Pull out each line in the items that follow that contains the word "below", and copy those lines unchanged.

> [EXERCISE MATERIAL]
..........
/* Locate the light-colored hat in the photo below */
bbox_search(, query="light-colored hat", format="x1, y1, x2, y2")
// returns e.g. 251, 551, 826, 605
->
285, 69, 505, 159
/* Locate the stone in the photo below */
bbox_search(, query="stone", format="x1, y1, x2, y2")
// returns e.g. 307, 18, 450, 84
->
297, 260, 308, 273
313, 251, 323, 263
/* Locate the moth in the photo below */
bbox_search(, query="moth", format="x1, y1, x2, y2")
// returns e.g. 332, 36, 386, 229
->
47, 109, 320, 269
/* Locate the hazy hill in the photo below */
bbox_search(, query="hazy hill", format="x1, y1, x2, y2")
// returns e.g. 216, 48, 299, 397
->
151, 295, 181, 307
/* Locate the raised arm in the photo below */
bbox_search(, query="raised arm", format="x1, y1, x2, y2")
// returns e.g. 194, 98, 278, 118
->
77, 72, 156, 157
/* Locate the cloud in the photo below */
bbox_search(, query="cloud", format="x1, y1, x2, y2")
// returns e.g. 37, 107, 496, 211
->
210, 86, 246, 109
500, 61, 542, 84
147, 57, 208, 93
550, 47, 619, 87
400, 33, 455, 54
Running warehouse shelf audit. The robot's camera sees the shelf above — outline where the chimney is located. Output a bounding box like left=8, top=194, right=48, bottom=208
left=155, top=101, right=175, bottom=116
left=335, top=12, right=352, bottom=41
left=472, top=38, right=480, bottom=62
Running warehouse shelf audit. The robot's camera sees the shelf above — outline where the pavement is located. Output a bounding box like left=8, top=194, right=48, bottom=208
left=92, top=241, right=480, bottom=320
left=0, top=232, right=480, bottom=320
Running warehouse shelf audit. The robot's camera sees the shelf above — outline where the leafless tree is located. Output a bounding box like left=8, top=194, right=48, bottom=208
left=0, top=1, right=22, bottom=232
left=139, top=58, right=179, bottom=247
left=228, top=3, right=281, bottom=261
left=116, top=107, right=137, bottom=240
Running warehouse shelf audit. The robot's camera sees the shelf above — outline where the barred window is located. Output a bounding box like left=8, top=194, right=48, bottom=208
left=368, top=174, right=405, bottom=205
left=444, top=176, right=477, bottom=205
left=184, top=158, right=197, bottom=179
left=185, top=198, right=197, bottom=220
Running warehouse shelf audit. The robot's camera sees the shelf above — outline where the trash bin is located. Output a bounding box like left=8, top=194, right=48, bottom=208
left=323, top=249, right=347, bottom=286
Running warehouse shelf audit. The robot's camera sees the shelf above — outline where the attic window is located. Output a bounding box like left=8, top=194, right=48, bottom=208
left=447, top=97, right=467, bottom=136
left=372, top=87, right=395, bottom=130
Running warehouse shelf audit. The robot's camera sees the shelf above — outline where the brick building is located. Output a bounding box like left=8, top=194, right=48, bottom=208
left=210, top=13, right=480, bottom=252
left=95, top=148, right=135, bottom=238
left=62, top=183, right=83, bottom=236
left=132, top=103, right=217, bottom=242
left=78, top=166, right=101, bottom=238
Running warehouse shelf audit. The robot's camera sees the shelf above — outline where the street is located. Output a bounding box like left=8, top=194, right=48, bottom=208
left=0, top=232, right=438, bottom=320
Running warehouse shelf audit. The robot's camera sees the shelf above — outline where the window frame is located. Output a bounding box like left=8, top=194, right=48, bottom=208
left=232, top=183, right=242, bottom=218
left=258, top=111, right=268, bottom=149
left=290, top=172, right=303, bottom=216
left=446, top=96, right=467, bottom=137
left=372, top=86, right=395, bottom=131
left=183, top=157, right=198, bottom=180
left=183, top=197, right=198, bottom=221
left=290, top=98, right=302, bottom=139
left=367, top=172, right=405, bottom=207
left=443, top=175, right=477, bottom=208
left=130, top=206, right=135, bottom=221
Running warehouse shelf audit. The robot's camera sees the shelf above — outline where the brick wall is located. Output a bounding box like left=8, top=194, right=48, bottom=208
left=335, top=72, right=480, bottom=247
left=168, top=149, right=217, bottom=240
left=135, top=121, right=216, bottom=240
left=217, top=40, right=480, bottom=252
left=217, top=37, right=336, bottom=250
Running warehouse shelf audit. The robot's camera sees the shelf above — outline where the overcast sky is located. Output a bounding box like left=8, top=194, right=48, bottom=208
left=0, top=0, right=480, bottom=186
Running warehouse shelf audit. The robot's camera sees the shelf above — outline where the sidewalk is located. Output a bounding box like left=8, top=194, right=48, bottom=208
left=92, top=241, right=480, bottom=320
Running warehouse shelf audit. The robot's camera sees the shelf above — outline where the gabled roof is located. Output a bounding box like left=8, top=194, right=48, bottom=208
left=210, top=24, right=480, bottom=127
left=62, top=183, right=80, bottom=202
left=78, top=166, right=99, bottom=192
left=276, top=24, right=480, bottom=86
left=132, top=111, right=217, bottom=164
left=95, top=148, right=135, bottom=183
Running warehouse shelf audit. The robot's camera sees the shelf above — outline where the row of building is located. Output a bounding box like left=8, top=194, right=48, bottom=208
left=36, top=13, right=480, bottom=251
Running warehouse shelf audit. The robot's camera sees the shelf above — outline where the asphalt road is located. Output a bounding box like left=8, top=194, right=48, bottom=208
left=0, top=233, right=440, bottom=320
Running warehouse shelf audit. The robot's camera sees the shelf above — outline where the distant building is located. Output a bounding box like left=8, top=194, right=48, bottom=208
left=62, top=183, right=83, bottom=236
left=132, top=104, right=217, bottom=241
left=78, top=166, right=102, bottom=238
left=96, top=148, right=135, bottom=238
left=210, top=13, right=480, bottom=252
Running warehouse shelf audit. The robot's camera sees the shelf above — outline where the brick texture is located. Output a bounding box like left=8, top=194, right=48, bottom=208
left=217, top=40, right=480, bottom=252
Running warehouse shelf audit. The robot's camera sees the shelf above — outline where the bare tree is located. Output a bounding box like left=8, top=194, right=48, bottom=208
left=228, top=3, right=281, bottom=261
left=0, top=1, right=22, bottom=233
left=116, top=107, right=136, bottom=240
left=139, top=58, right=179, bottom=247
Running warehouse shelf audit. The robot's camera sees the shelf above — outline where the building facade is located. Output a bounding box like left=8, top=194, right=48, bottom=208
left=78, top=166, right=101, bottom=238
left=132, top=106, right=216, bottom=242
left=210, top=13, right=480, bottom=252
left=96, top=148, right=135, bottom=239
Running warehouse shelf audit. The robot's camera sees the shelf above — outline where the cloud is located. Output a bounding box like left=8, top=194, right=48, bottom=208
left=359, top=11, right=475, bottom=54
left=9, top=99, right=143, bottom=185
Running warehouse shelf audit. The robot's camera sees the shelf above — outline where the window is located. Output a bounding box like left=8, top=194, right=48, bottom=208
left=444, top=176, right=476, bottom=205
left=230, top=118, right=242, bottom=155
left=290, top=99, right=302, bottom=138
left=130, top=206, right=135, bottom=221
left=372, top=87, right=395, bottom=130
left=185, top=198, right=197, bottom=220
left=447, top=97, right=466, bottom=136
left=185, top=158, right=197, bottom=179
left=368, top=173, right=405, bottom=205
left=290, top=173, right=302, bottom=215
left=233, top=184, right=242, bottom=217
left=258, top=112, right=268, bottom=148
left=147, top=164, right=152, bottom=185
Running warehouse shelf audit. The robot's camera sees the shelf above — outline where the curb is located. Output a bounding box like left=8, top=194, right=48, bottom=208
..........
> [TASK ANSWER]
/* Locate the light-colored hat in the photo below */
/* Locate the stone in the photo below */
/* Locate the moth in the photo below */
/* Locate the hazy hill in the photo below */
/* Locate the raised arm in the photo below */
/* Locate the cloud in the photo below */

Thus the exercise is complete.